-------- ITEMS --------
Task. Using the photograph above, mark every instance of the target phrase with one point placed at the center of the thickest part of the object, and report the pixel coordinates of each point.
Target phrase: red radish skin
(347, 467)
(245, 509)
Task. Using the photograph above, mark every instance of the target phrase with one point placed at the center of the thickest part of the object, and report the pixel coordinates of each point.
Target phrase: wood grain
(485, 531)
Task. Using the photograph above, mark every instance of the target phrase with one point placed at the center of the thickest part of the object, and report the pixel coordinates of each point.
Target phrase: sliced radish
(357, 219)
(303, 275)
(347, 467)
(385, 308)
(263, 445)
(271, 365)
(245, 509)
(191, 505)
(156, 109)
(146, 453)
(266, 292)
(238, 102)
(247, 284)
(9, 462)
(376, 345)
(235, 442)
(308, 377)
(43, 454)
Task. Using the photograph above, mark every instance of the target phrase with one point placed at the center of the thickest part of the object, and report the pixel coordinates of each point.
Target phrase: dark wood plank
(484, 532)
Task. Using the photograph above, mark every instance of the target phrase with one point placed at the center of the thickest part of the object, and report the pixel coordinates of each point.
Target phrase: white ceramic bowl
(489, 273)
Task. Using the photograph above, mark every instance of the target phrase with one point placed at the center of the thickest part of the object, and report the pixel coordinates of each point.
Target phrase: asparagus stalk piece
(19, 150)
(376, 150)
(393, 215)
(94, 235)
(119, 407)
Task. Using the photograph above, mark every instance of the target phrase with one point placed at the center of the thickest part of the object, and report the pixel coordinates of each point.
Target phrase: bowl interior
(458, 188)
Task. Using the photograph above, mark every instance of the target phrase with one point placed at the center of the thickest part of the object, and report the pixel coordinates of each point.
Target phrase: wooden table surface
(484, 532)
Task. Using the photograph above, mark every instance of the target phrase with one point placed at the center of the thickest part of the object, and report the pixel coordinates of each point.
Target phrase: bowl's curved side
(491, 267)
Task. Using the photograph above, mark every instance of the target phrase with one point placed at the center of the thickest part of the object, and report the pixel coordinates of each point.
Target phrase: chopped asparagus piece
--------
## REQUIREMENT
Each entry is to be returned in full, character for character.

## OUTPUT OF THE EXERCISE
Task. Using the photograph above, mark every instance of the target phrase with one point placed at the center of the thickest part of the object, and report the pixel coordinates of each point.
Target phrase: red radish skin
(347, 467)
(245, 509)
Task. Using the photograph above, mark every instance of the target phrase with one point placed at the center of the thickest part of the object, and report the pixel coordinates of each point.
Target phrase: wood grain
(485, 531)
Task. Using the photograph above, mark every instance of the target phrase with one point placed at the center of the thickest part of the object, and report the pixel coordinates of each point.
Target phrase: sliced radish
(357, 219)
(303, 275)
(347, 467)
(385, 308)
(263, 445)
(271, 365)
(245, 509)
(191, 505)
(156, 109)
(146, 453)
(266, 292)
(238, 102)
(247, 284)
(9, 462)
(376, 345)
(235, 442)
(308, 377)
(43, 454)
Task. Using the photograph above, mark every instance of the target phrase with one point placed at the center of the thickest part of the object, and report the pixel coordinates of each point.
Target phrase: dark wood plank
(484, 532)
Task. Using the photograph above, mark every instance of the target phrase with one point placed at the center of the thickest part of the object, and report the pixel coordinates of each point.
Target phrase: white ceramic bowl
(489, 273)
Task. Using the photograph above, mark every instance of the target phrase with one point placed at the center of the thickest part of the object, and report the pixel coordinates of each point.
Target phrase: asparagus stalk piece
(19, 150)
(376, 150)
(393, 215)
(94, 235)
(119, 407)
Task. Using the photograph above, mark every instance of the target phrase with one point placed at the center of the thickest part of the object, and report the pixel coordinates of each point.
Target phrase: bowl interior
(458, 188)
Task. Using the photograph above, mark every instance of the target phrase with one point placed at the center of the thickest part of the object, and report the pixel coordinates of each point.
Target phrase: wooden table surface
(484, 532)
Task. Using the photograph above, mark every instance of the target phrase with one point placed at the center of the thickest part of the object, and report the pixel coordinates of each point.
Target phrase: bowl's curved side
(491, 267)
Task. Using the photograph above, mark every instance of the target phrase with one point placed at the center of the thickest part of the object, and report the pixel coordinates of each point.
Target phrase: chopped asparagus piece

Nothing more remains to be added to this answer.